* _Metin Parçası_
• • • •

PROF. DR. NUSRET FİŞEK'iN KİTAPLAŞMAMIŞ YAZILARI - I
Sağlık Yönetimi

 

Sağlık Hakkı ve Yeni Anayasa*

            Sağlık hizmetlerinden yararlanmanın bir insan hakkı olduğu düşününü (fikrini) ilk kez 19.yüzyıl ortalarında bir Fransız hekimi ileri sürmüştür. Yüz yıllık bir gelişimin ardından, İkinci Dünya Savaşı sonrasında, bu düşün, Birleşmiş Milletlerin İnsan Hakları Bildirgesinde şu biçimde dile getirilmiştir: “Irk, din, politik inanç, ekonomik ve sosyal durum farkı gözetilmeksizin herkesin, erişilebilecek en yüksek sağlık düzeyine ulaşması temel haklarından biridir.” 1961 Anayasamız da “sağlıklı yaşam”ı bir hak olarak hükme bağlamış ve bu alanda özel sektöre, daha doğru deyimle muayenehane hekimlerine, yer vermemiş ama yasa dışı da saymamıştır. Bu, doğru bir yargı idi. Çünkü, Osmanlı İmparatorluğu zamanı bir yana, elli yıllık Cumhuriyet döneminde muayenehane hekimleri parası olana hizmetten başka bir şey yapmamışlardı ve yapamazlar da.

Yeni Anayasa Tasarısında, sosyal güvenlik bir hak sayıldığı halde, sağlık sadece bir hizmet olarak ele alınmıştır. Bunun özel bir amaçla yapılmadığı düşünülebilir. Ancak unutmamak gerekir ki, sosyal güvenlik kâr getirmeyen ve bu nedenle özel sektörü ilgilendirmeyen bir alandır. Sağlık alanı ise, politikada oldukça etkin bir grubun çıkarıyla ilgilidir. Bu grubun, Anayasa Tasarısının 63.maddesiyle Anayasayı kendilerine siper yapma peşinde olduğu görülmektedir.

Bu tasarının bir özelliği de, genel sağlık sigortasını ilke olarak kabul etmesidir. Bu konuda doğru bir görüş sahibi olmak için, sağlık alanında sigorta düzeninin tarihsel gelişimini anımsamak gerekir. Koruyucu hekimlik hizmeti para ödeyecek müşterisi olmayan, fakat kesin olarak yapılması gereken bir hizmet olduğu için, Amerika Birleşik devletleri dahil, her yerde harcamaları genel bütçeden karşılanan bir devlet hizmetidir.

• • • •

* _Sağlanan Veriler_
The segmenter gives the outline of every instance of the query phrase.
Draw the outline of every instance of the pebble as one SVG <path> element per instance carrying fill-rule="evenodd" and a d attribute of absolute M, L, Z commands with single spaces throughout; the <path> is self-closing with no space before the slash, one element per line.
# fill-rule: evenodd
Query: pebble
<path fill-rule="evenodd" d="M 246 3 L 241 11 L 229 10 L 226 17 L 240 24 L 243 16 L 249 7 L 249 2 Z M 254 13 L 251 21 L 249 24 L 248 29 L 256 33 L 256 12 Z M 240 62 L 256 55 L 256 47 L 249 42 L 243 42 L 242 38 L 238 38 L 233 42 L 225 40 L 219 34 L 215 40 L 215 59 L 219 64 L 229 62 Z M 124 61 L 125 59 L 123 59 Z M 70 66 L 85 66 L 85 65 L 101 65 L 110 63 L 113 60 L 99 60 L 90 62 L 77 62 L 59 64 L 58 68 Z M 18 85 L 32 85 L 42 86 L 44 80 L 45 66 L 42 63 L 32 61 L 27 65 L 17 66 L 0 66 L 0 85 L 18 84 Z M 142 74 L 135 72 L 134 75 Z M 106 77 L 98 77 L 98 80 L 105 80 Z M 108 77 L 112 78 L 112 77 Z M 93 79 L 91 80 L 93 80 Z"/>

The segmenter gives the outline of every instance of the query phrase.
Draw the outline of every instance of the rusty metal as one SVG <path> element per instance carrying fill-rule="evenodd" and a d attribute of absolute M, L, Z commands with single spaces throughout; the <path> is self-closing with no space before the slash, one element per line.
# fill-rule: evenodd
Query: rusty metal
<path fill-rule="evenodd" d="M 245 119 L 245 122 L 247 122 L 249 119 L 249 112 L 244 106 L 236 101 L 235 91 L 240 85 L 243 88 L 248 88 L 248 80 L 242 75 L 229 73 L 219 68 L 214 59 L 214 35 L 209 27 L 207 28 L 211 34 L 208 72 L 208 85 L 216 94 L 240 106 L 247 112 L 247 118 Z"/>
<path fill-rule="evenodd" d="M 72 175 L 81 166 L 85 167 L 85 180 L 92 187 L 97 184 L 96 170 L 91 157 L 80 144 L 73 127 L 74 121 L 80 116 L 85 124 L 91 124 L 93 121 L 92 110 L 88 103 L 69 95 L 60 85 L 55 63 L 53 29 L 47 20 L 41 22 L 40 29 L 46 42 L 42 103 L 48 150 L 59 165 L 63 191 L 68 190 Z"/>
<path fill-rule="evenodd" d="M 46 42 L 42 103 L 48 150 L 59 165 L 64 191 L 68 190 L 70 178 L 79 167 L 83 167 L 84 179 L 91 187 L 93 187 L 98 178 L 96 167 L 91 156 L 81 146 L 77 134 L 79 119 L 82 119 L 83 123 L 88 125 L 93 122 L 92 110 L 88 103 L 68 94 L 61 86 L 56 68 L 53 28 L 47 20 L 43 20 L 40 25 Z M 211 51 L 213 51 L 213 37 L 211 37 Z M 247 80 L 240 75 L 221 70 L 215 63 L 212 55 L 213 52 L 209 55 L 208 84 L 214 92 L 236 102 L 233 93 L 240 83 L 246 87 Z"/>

• • • •

* _Yapılacaklar_
1. Sağlık hakkı ve yeni anayasa üzerine yazıyı üç cümleyle özetleyin.
2. Sağlık hakkı ve yeni anayasa üzerine yazıyı kaldığı yerden devam ettirin.

* _Son Yanıtlar_
1. Sağlık hizmetlerinden yararlanmanın bir insan hakkı olduğu düşüncesini 19. yüzyıl ortalarında bir Fransız hekimi ortaya atmıştır. Bu düşünce İkinci Dünya Savaşı'ndan sonra Birleşmiş Milletlerin İnsan Hakları Bildirgesi'ne girmiş, 1961 Anayasası da "sağlıklı yaşam"ı bir hak saymış ve özel sektöre yer vermemiştir. Yeni Anayasa Tasarısı ise sosyal güvenliği hak sayarken sağlığı yalnızca bir hizmet olarak ele almakta ve genel sağlık sigortasını ilke olarak kabul etmektedir; yazar, politikada etkin bir grubun 63. madde aracılığıyla Anayasa'yı kendine siper yapmak istediğini ileri sürmektedir.

2.
Hasta tedavisine gelince, geleneksel olarak bu hizmet parayla satılacak şekilde gelişmiştir. Geçmişte her ülkede parası olan hekime gitmiş, olmayan halk ilaçları ve halk hekimliğiyle yetinmiştir. Bu durum 19.yüzyıl ortalarına kadar tartışmasız sürmüştür. 19.yüzyıl ortalarında Almanya’da uyanan halk, hükümet üzerine baskı yaparak, kendilerinin de hekim hizmetinden yararlanmalarının sağlanmasını istemişlerdir. Hekimler ise, bu işe devletin karışmamasında direnmişlerdir. Uzun tartışmalar sonunda kamu kuruluşu niteliğinde bir sigorta kurulmuştur. Bu düzen kısa bir sürede -Amerika Birleşik Devletleri dışında- tüm sanayileşmiş ülkelere yayılmıştır. Bu ülkelerde zorunlu sağlık sigortası düzeni, sorunu bir ölçüde çözmüş ise de beraberinde yeni sorunlar getirmiştir. Bu sorunların başında, sigorta primlerinin halkın yakınacağı düzeye çıkması ve ulusal gelirden sağlığa ayrılan payın ekonomiyi olumsuz etkileyecek boyutlara erişmesi gelir. Bu gelişmelerin sonucu olarak sağlık harcamalarının devlet tarafından karşılanması düşünü güç kazanmaya başlamıştır. Bu alanda ilk kesin kararı alan kapitalist ülke İngiltere’dir. İngiltere’de 1946 yılında sağlık hizmetleri devletleştirildi. Öbür ülkeler, örneğin İsveç, Norveç v.b. sigortayı kaldırmadılar, primleri de yükseltmediler, sağlık harcamalarının büyük kısmını (%80) genel bütçeden karşılamayı yeğlediler.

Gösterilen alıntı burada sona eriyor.